Leaving out all pictures, transcribe exactly the lines between the line with "Q: Indicate one point per instance of the dense" and the last line of the records below, both included.

---------- Record extracts

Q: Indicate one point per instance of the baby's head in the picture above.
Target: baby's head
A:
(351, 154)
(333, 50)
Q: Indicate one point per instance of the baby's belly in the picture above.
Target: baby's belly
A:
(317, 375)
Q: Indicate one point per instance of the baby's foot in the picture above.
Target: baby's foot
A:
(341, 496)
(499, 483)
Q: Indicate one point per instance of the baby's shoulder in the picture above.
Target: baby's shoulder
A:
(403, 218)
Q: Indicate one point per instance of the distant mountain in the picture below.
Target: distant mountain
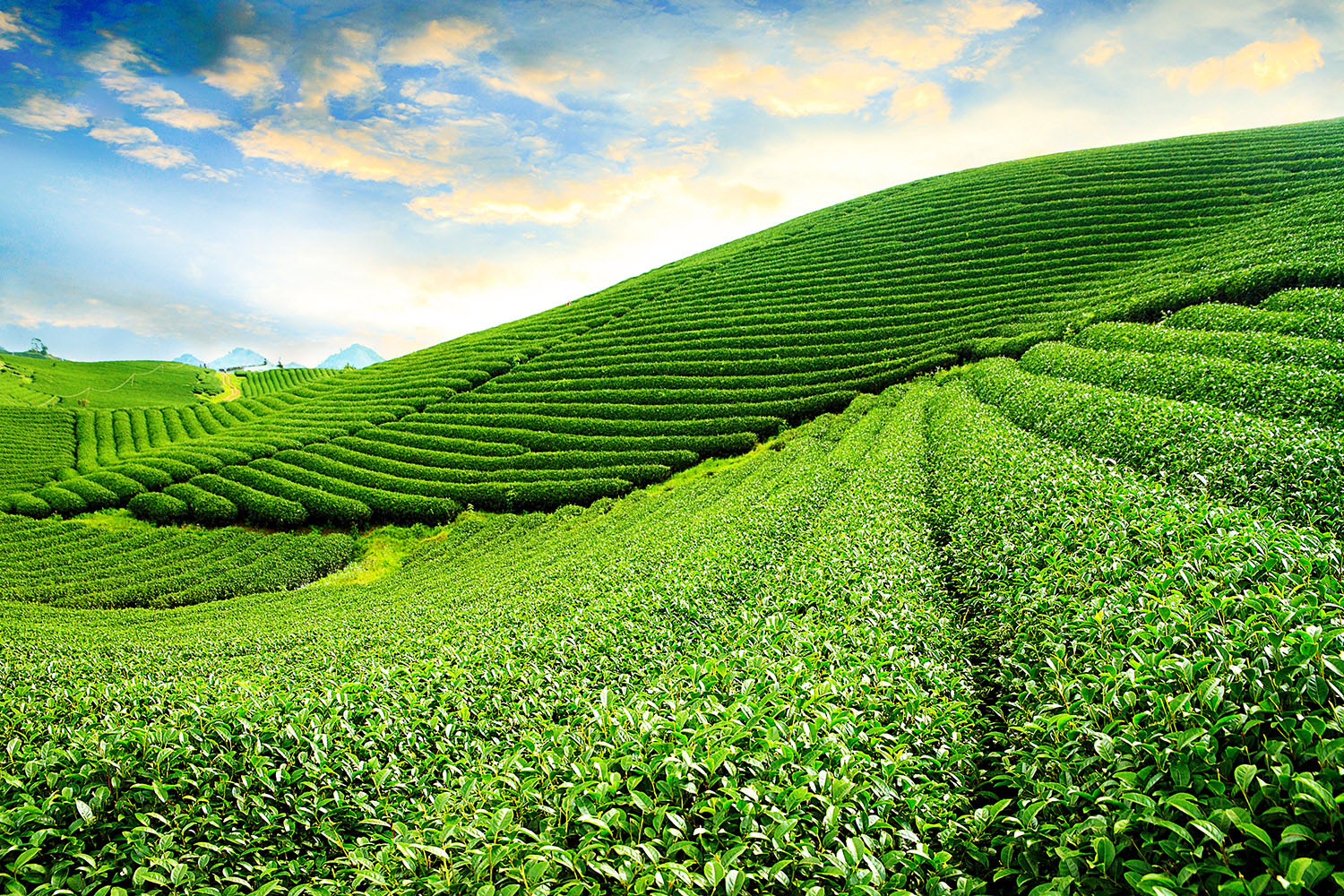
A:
(355, 357)
(238, 358)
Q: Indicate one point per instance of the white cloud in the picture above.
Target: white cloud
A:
(118, 134)
(47, 113)
(247, 72)
(115, 65)
(981, 16)
(13, 30)
(523, 201)
(839, 86)
(1101, 51)
(159, 155)
(185, 118)
(444, 42)
(1257, 66)
(424, 96)
(925, 101)
(374, 151)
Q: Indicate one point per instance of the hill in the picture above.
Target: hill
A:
(1039, 595)
(357, 357)
(709, 355)
(43, 381)
(237, 358)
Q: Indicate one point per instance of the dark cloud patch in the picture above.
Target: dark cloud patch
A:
(177, 35)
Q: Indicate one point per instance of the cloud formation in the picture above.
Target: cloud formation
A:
(519, 201)
(328, 147)
(1257, 66)
(473, 161)
(42, 112)
(1101, 51)
(250, 70)
(13, 30)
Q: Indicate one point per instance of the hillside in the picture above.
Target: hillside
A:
(357, 357)
(706, 357)
(50, 382)
(978, 536)
(237, 358)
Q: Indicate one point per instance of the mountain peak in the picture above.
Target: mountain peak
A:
(354, 357)
(238, 358)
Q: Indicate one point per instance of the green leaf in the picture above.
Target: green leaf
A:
(1105, 852)
(1306, 871)
(1210, 831)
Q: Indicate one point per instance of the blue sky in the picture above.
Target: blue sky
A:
(194, 177)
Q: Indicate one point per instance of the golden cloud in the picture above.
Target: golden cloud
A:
(247, 72)
(46, 113)
(443, 42)
(1101, 51)
(333, 148)
(925, 101)
(1257, 66)
(521, 201)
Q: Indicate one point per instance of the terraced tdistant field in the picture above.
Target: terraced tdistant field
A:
(707, 355)
(978, 536)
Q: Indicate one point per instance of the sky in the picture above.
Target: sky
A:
(187, 177)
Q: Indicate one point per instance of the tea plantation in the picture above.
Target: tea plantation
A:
(978, 536)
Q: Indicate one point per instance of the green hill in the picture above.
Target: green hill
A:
(704, 357)
(978, 536)
(51, 382)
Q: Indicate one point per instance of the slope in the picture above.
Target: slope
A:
(704, 357)
(29, 379)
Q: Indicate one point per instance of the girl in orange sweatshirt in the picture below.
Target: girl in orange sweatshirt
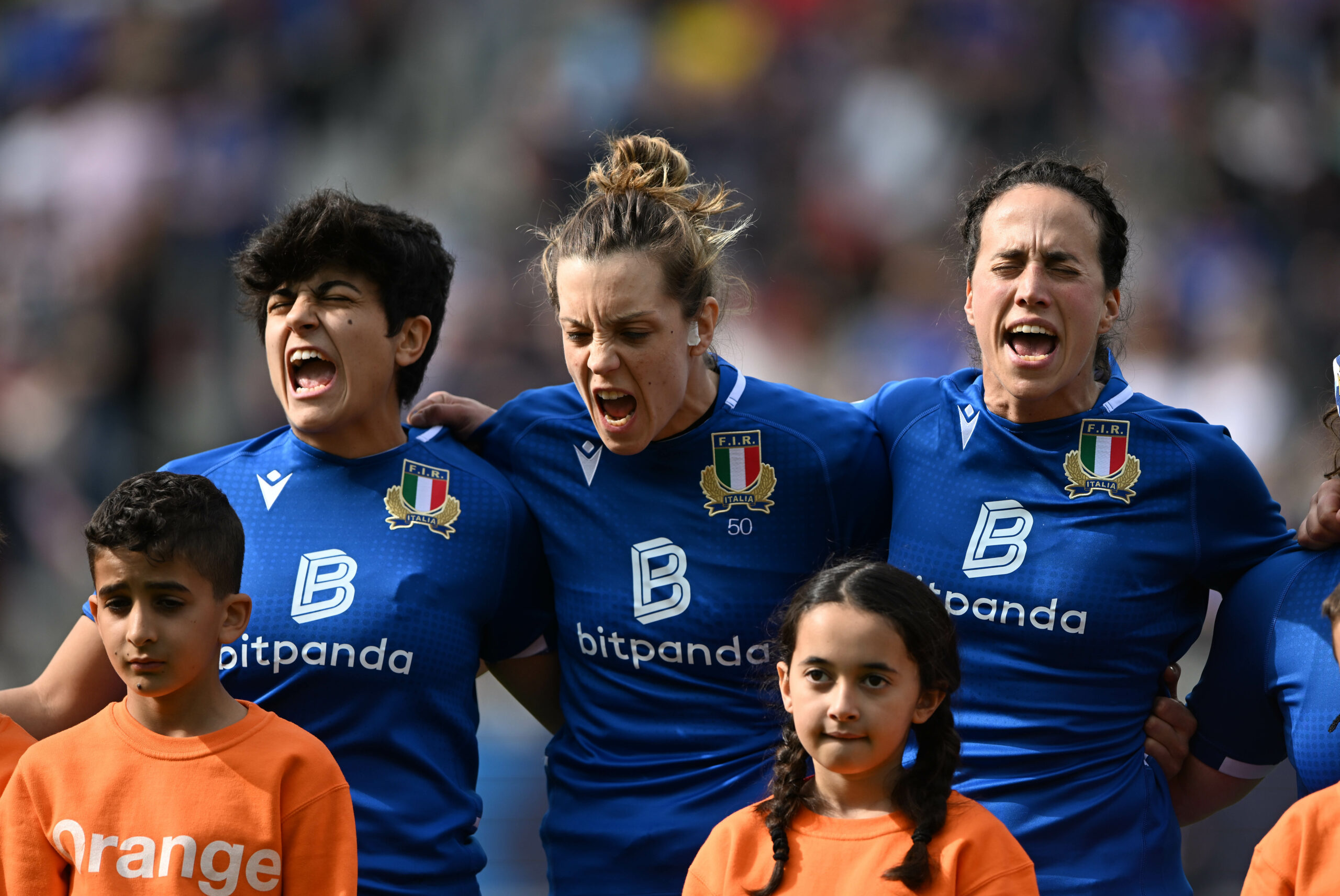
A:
(867, 654)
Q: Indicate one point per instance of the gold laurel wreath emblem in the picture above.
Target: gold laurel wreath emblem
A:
(441, 521)
(1121, 484)
(716, 492)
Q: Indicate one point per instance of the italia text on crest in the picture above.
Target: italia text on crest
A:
(421, 499)
(738, 477)
(1103, 463)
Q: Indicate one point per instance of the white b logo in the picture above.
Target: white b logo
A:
(646, 580)
(991, 533)
(323, 571)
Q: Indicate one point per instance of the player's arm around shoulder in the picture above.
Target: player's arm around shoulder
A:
(987, 859)
(30, 863)
(317, 821)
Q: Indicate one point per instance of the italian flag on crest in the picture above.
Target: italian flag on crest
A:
(1103, 446)
(424, 488)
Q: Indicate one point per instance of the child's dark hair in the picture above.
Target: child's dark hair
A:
(922, 791)
(166, 516)
(401, 253)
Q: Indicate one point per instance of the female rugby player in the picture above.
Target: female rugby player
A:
(680, 502)
(1271, 689)
(717, 492)
(1073, 527)
(382, 564)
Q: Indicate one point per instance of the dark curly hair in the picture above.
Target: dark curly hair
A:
(172, 516)
(932, 641)
(1086, 184)
(401, 253)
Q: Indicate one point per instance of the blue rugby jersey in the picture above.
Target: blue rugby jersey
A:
(666, 567)
(1271, 688)
(1075, 556)
(369, 622)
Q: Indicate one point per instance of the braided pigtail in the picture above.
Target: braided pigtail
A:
(922, 793)
(787, 789)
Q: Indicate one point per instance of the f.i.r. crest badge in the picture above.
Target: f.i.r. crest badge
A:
(1103, 463)
(738, 477)
(422, 499)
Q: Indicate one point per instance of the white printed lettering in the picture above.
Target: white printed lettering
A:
(640, 658)
(323, 572)
(142, 860)
(96, 851)
(379, 651)
(991, 533)
(293, 657)
(263, 861)
(1051, 617)
(646, 580)
(582, 641)
(209, 867)
(188, 856)
(732, 647)
(77, 840)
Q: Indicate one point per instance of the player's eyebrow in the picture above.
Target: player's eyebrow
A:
(621, 319)
(287, 293)
(1048, 255)
(165, 585)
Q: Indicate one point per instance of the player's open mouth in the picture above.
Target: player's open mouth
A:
(310, 372)
(1032, 343)
(617, 408)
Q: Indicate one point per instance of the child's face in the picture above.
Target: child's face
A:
(161, 623)
(853, 691)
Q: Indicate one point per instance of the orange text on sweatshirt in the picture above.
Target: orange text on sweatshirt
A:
(14, 741)
(110, 807)
(973, 854)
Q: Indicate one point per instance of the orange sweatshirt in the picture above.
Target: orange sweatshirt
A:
(972, 854)
(1299, 856)
(110, 807)
(14, 741)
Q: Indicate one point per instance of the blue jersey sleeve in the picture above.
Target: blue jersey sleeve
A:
(526, 602)
(1238, 524)
(1240, 727)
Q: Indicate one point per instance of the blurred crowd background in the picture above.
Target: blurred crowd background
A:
(141, 141)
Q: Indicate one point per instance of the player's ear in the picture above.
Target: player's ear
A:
(412, 341)
(926, 705)
(784, 684)
(236, 617)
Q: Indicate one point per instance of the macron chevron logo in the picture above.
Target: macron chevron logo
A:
(270, 489)
(590, 457)
(968, 418)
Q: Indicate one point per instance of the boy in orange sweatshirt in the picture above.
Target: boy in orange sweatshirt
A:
(178, 781)
(1300, 856)
(14, 740)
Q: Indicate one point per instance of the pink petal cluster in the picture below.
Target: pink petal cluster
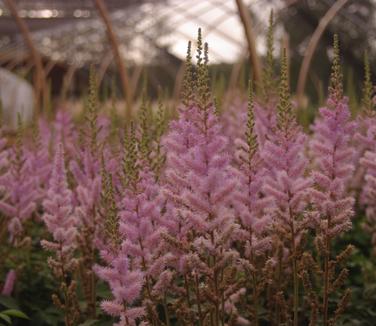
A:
(59, 209)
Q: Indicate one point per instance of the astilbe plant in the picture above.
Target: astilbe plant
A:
(288, 187)
(199, 193)
(365, 142)
(365, 132)
(85, 171)
(265, 106)
(366, 138)
(253, 211)
(62, 225)
(20, 187)
(332, 205)
(132, 269)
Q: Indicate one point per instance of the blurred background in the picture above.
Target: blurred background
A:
(48, 46)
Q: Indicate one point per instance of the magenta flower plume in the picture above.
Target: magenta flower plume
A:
(126, 284)
(20, 186)
(10, 280)
(251, 205)
(369, 193)
(58, 208)
(284, 158)
(265, 121)
(199, 181)
(140, 238)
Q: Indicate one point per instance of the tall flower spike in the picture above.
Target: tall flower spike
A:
(130, 157)
(109, 210)
(336, 78)
(285, 114)
(268, 82)
(367, 87)
(92, 111)
(188, 80)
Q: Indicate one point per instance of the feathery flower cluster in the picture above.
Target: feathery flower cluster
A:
(205, 220)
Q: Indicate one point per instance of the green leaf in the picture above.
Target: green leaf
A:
(6, 318)
(15, 313)
(89, 322)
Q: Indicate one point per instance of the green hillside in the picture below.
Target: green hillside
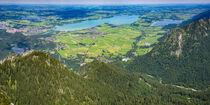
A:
(182, 58)
(38, 79)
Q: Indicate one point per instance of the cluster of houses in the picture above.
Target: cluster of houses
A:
(4, 25)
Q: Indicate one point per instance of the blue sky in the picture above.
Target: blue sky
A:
(103, 1)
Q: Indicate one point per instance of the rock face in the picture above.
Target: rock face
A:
(181, 58)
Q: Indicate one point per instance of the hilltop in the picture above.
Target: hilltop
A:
(181, 58)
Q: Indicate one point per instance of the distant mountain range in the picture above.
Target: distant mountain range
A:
(182, 57)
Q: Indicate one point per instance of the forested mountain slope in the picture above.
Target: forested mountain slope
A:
(36, 78)
(182, 57)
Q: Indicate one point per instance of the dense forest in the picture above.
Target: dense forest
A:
(10, 40)
(181, 58)
(37, 78)
(175, 72)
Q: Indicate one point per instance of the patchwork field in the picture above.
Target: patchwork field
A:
(109, 41)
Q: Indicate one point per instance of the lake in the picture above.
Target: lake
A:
(166, 22)
(116, 20)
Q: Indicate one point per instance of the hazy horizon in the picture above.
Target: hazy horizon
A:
(104, 2)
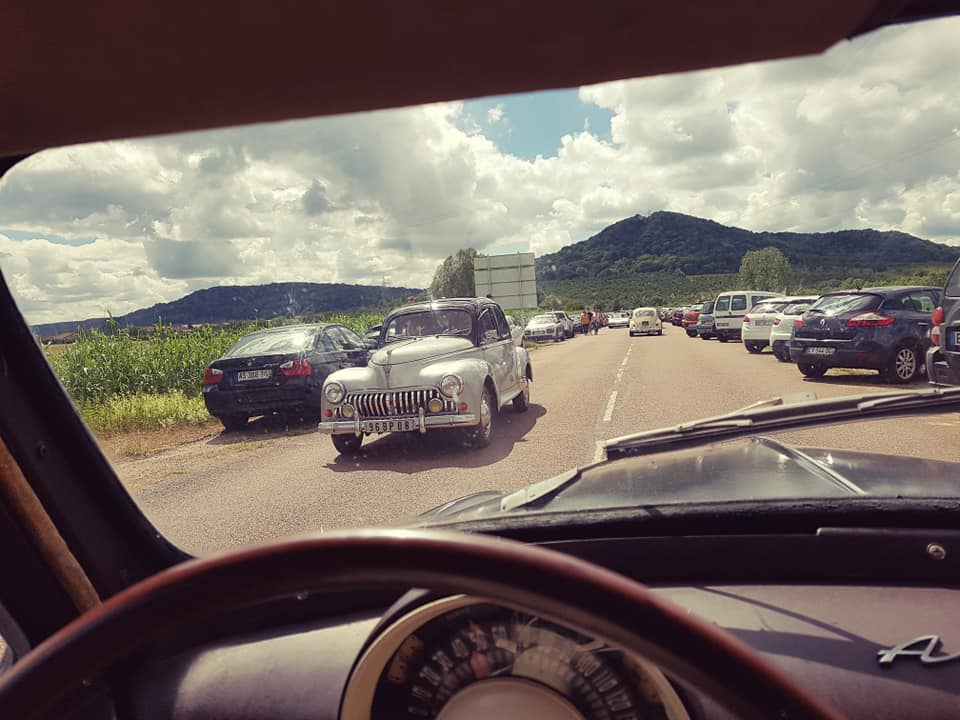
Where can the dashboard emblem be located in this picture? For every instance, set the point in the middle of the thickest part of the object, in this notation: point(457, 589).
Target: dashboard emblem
point(922, 647)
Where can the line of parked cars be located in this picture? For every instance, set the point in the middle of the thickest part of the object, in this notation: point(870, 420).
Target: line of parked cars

--------------------

◆ **Answer for this exercise**
Q: Indicate one point per instance of the dense forest in the picture above.
Target: dense forest
A:
(10, 40)
(181, 58)
(37, 78)
(175, 72)
Q: Indicate one point per instance of the patchwork field in the picture above.
Target: patchwork field
A:
(109, 41)
Q: Indicate one point per instance of the lake in the picture above.
Target: lake
A:
(166, 22)
(116, 20)
Q: Indicate one point per instance of the hazy horizon in the picture above.
Target: hazy horizon
A:
(104, 2)
Where can the dashboard emblem be located in this picture? For every instance, set the point in the middle of the thickest part of the object, in this notation: point(457, 589).
Target: dashboard emblem
point(922, 647)
Where can the line of parked cars be located in this picture? For every instance, set the point in the middle of the thickest part of the object, in this notation: point(870, 420).
Target: line of parked cars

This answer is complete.